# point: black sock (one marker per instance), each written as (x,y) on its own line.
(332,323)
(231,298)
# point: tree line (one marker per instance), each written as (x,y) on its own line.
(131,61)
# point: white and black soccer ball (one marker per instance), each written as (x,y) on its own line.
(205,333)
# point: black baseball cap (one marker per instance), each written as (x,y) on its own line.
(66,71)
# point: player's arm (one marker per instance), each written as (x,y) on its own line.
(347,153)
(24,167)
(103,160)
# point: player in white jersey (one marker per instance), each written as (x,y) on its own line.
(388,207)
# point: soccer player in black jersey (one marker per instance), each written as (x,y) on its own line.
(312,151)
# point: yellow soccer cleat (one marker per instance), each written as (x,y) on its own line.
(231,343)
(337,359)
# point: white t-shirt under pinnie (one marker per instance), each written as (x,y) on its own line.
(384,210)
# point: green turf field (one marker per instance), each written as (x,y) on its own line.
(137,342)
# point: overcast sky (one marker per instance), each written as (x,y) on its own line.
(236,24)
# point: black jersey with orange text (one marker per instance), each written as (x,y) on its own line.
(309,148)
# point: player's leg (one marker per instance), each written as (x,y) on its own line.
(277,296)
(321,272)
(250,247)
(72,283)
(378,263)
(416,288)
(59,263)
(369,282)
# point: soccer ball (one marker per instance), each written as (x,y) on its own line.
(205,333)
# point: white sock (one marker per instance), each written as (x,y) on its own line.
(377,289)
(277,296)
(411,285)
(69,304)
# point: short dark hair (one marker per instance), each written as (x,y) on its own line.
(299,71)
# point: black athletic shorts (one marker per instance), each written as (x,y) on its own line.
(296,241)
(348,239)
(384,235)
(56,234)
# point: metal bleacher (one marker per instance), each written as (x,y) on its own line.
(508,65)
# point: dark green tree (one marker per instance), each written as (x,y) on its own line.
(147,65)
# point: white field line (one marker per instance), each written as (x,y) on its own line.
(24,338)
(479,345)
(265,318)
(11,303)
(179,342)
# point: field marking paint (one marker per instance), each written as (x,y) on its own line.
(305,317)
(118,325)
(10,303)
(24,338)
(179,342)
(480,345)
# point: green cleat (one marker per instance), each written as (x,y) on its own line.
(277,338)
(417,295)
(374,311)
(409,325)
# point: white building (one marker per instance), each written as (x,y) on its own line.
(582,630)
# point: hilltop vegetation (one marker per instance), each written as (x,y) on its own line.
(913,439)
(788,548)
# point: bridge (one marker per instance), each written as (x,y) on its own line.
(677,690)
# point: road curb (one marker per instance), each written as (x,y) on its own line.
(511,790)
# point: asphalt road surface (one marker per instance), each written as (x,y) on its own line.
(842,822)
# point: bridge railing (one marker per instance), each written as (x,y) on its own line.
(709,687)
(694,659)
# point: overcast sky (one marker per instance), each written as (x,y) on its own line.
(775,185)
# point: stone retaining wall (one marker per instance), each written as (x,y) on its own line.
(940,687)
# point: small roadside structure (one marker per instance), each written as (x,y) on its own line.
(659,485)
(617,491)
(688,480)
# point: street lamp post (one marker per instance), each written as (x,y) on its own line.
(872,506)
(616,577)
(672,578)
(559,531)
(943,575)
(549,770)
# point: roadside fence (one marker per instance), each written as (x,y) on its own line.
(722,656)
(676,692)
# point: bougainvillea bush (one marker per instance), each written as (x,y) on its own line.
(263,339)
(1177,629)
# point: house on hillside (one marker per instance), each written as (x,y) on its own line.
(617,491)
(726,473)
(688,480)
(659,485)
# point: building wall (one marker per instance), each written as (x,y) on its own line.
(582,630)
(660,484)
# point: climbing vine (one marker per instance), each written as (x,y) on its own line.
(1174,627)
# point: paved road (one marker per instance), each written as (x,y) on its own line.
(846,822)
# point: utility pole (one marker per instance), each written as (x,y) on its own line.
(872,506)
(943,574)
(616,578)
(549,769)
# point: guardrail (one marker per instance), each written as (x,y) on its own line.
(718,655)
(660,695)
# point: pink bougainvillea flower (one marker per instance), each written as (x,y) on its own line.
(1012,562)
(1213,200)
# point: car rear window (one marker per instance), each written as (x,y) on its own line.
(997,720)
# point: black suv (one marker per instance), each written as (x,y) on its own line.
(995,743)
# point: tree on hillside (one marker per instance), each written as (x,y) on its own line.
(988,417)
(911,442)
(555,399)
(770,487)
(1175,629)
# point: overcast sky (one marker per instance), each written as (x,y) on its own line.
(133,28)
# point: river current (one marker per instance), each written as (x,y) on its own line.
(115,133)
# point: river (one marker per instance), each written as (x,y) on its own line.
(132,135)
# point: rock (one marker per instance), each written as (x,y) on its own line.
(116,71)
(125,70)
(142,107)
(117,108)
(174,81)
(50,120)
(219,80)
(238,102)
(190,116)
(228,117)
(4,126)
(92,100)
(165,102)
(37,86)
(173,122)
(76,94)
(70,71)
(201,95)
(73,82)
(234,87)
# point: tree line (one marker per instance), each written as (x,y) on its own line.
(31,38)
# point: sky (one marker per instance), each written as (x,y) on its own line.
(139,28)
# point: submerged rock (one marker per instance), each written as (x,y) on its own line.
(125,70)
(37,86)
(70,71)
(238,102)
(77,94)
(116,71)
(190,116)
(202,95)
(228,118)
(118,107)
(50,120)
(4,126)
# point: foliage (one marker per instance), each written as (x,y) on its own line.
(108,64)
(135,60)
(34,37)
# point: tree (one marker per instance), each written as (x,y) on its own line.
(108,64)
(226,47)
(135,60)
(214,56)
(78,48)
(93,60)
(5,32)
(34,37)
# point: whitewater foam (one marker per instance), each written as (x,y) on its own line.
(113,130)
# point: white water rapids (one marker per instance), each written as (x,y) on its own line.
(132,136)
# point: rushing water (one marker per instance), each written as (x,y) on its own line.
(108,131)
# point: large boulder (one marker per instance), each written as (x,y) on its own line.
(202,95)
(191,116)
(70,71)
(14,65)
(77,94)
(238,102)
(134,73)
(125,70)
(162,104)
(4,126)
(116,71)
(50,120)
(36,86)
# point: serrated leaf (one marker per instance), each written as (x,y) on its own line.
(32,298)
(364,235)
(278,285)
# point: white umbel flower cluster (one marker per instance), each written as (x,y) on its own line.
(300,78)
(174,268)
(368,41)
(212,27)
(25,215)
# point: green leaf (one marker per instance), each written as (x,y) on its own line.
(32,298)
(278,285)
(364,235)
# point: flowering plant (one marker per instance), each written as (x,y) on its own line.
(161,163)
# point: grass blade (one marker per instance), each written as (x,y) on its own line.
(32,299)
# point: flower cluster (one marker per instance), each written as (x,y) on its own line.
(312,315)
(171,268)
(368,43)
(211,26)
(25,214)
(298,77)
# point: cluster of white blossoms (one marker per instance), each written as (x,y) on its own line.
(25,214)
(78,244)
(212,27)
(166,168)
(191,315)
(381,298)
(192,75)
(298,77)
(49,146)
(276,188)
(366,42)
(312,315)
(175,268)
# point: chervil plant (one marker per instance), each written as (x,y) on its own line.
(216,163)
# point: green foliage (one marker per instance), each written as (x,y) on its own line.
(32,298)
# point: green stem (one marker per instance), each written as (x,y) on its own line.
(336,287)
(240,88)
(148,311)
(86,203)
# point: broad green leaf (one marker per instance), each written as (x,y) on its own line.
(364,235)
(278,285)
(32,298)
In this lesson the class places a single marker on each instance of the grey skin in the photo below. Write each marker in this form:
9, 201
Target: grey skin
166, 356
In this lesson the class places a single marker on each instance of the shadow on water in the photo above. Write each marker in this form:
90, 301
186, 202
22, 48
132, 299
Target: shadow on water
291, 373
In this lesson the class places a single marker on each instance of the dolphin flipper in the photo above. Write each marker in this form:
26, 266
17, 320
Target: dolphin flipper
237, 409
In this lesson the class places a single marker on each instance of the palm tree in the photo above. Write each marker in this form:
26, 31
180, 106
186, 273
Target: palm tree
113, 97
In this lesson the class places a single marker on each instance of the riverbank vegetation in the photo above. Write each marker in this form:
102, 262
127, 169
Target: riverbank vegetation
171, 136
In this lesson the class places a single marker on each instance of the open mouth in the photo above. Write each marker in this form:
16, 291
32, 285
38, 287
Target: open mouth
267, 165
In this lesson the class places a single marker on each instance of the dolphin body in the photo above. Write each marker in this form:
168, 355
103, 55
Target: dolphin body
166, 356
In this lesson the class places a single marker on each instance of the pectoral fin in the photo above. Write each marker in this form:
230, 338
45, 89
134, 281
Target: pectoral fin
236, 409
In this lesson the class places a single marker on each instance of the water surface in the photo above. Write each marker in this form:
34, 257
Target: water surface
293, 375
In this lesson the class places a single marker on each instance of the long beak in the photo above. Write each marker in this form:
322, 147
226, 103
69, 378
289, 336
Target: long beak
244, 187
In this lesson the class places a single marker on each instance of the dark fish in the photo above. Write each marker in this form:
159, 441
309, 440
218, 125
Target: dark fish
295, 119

__TASK DIRECTIONS__: Lines from the one holding "Target: open mouth" to the last line of the records: return these exactly, and only these.

__THE ANSWER__:
Target: open mouth
267, 165
In this lesson the class places a single marker on each instance of the dolphin body in the photo above. Write each marker in this form:
168, 355
103, 55
Target: dolphin body
166, 356
In this lesson the class places a single marker on each instance of the pectoral fin in the photo above. Write each marker in this form:
230, 338
45, 89
134, 281
Target: pectoral fin
236, 409
In this lesson the class places a single marker on each instance of the water surface in the photo above. Write each marker in this form:
34, 257
Target: water surface
293, 375
In this lesson the class places a single marker on each instance of the long beak in the photo above. Write each marker in this form:
322, 147
226, 103
69, 378
289, 336
Target: long beak
244, 187
In this lesson the class places a single marker on each instance of the dark fish in the photo above. Write each marker in this form:
159, 441
309, 440
218, 125
Target: dark fish
295, 119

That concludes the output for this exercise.